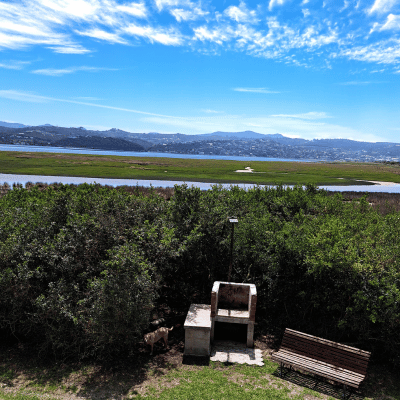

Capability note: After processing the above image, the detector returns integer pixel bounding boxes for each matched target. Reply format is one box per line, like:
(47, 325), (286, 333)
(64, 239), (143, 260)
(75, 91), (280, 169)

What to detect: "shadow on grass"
(272, 367), (364, 400)
(182, 355), (210, 366)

■ ■ ■ ■ ■

Rewrite all the lines above, swapping "grass" for "lawn" and leaving everything else as it is. Don't include the picture.

Capability note: After processing the above image, the detector returns integer pixel bounding boxes for each matched target. Reply format is one box per line, like:
(47, 325), (286, 333)
(64, 239), (143, 260)
(75, 91), (280, 169)

What to detect: "shadow on lawn"
(272, 367), (364, 400)
(182, 355), (210, 366)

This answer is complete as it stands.